* Short task 1: In the neural network notes, which entries of thetaVec are reshaped to form Theta3?
* Short task 2: Quote the neural network notes from "thetaVec = [Theta1[:], Theta2[:], Theta3[:]]" to "reshape(thetaVec(111:220), 10, 11)".

## BEGIN Reading text

Formally, $\delta_j^{(l)}=\frac{\partial}{\partial z_j^{(l)}}cost(i)$ (for $j \ge 0$), where $cost(i)=y^{(i)}\log h_\Theta(x^{(i)}) + (1-y^{(i)})(1-\log h_\Theta(x^{(i)}))$

E.g.

$\begin{align} \delta_2^{(2)}&=\Theta_{12}^{(2)}\delta_1^{(3)}+\Theta_{22}^{(2)}\delta_2^{(3)}\\ \delta_2^{(3)}&=\Theta_{12}^{(3)}\delta_1^{(4)} \end{align}$

Advanced Optimization

Neural Network (L = 4)

$\Theta^{(1)},\Theta^{(2)},\Theta^{(3)}$ - matrices (Theta1, Theta2, Theta3)

$D^{(1)}, D^{(2)}, D^{(3)}$ - matrices (D1, D2, D3)

Example

s1 = 10, s2 = 10, s3 = 1

$\begin{align} \Theta^{(1)} \in \mathbb R^{10 \times 11},\Theta^{(2)} \in \mathbb R^{10 \times 11},\Theta^{(3)} \in \mathbb R^{1 \times 11}\\ D^{(1)} \in \mathbb R^{10 \times 11}, D^{(2)} \in \mathbb R^{10 \times 11}, D^{(3)} \in \mathbb R^{1 \times 11} \end{align}$

thetaVec = [Theta1[:], Theta2[:], Theta3[:]]

DVec = [D1[:], D2[:], D3[:]]

Theta1 = reshape(thetaVec(1:110), 10, 11)
Theta2 = reshape(thetaVec(111:220), 10, 11)
Theta3 = reshape(thetaVec(221:231), 1, 11)

## END Reading text
## BEGIN Raw data

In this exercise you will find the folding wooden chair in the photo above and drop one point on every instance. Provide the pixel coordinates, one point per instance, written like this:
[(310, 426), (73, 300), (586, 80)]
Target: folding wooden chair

## END Raw data

* Output 1: Entries 221 through 231.

* Output 2:
thetaVec = [Theta1[:], Theta2[:], Theta3[:]]

DVec = [D1[:], D2[:], D3[:]]

Theta1 = reshape(thetaVec(1:110), 10, 11)
Theta2 = reshape(thetaVec(111:220), 10, 11)